▸ **REQUEST**
Can you copy, word for word, everything from "[This photo of" down to "region’s cosmetics consumption." in the piece on Iranian women's make-up below?

----- EXCERPT PROVIDED

Passion for Make-up is Part of Manteau Style

Here is an article from The Nation, a newspaper from Dubai, on make-up consumption as an offshoot of manteau style.
Iranian women show passion for beauty

Maryam Sinaiee, Foreign Correspondent

* Last Updated: April 17. 2010 7:38PM UAE / April 17. 2010 3:38PM GMT

Iranian women attach great importance to looks, keeping beauty products in high demand.

[This photo of girls shopping for perfumes was actually part of this article. I think the styles here are perfect illustration for classic manteau style, especially that plaid Burberry ribbon and the green scarf!]

TEHRAN // Iranians are the seventh largest consumers of cosmetics in the world, a study
has found, despite the disapproval of much of the country’s officialdom and religious

The study by TMBA, a private Iranian market research company, published in Faslnameh
Tose’e Mohandesi Bazar (The Marketing Magazine) this month, found that the Islamic
republic is the second largest cosmetics market in the Middle East after Saudi Arabia,
accounting for 29 per cent of the region’s cosmetics consumption.

----------
----- EXTRACTED DATA

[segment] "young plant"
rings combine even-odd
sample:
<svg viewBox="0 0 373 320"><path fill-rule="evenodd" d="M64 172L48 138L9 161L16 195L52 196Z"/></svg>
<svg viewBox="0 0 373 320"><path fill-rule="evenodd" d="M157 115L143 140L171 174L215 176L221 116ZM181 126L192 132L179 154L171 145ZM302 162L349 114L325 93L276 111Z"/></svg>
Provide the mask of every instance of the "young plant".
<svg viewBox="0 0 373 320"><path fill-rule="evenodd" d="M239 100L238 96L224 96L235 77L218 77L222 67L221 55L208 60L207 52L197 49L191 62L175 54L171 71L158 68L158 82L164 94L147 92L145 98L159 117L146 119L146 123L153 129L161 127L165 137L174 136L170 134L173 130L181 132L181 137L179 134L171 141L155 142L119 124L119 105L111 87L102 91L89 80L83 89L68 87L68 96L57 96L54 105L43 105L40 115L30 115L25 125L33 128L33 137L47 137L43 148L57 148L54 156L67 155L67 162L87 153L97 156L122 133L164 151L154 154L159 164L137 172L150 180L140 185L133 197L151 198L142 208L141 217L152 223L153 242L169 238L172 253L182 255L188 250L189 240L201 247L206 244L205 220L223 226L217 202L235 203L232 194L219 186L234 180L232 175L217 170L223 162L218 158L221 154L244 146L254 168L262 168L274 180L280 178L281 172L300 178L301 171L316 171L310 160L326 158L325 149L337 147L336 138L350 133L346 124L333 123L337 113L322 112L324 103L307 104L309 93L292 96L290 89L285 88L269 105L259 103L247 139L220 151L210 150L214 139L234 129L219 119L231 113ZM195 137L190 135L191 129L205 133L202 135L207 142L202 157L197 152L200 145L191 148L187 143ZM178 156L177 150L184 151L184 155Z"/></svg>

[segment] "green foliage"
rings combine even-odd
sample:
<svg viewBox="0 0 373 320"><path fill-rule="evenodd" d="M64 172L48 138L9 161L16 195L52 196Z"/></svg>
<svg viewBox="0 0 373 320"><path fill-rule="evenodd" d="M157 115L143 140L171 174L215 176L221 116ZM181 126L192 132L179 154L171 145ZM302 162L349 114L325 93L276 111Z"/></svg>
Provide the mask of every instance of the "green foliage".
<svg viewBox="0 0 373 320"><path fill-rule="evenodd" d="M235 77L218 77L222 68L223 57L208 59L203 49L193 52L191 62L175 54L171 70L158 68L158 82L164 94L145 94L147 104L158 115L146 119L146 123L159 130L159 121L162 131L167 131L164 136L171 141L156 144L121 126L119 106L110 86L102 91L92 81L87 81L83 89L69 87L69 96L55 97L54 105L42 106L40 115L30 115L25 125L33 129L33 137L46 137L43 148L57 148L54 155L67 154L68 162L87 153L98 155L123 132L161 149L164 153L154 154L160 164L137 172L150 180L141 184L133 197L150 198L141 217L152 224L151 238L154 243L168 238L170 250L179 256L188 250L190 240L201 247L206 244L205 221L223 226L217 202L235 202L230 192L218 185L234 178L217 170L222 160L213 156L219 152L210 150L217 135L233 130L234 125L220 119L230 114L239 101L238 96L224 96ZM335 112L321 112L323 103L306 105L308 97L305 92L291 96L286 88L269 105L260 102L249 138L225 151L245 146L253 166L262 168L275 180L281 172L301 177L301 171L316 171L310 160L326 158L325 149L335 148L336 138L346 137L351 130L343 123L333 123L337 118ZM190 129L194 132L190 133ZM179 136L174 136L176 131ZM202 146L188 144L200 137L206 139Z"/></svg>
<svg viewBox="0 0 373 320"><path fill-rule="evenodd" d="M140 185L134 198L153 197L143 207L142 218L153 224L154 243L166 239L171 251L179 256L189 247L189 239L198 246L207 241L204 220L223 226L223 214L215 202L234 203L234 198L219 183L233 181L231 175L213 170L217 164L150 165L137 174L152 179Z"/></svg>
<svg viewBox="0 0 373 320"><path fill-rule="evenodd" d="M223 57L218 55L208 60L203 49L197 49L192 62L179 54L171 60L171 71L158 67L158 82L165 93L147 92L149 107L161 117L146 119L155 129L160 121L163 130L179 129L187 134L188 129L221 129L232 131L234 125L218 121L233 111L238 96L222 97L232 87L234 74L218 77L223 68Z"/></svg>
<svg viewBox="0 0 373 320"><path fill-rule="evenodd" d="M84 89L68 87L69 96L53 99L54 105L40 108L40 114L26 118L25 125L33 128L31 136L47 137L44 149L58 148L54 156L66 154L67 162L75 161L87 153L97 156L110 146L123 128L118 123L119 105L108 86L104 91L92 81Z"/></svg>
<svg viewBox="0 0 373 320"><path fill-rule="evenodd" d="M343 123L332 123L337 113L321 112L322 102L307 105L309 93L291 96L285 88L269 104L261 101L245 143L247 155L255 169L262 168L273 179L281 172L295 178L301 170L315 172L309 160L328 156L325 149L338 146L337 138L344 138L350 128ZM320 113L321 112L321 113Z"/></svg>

----------

▸ **SOLUTION**
[This photo of girls shopping for perfumes was actually part of this article. I think the styles here are perfect illustration for classic manteau style, especially that plaid Burberry ribbon and the green scarf!]

TEHRAN // Iranians are the seventh largest consumers of cosmetics in the world, a study
has found, despite the disapproval of much of the country’s officialdom and religious

The study by TMBA, a private Iranian market research company, published in Faslnameh
Tose’e Mohandesi Bazar (The Marketing Magazine) this month, found that the Islamic
republic is the second largest cosmetics market in the Middle East after Saudi Arabia,
accounting for 29 per cent of the region’s cosmetics consumption.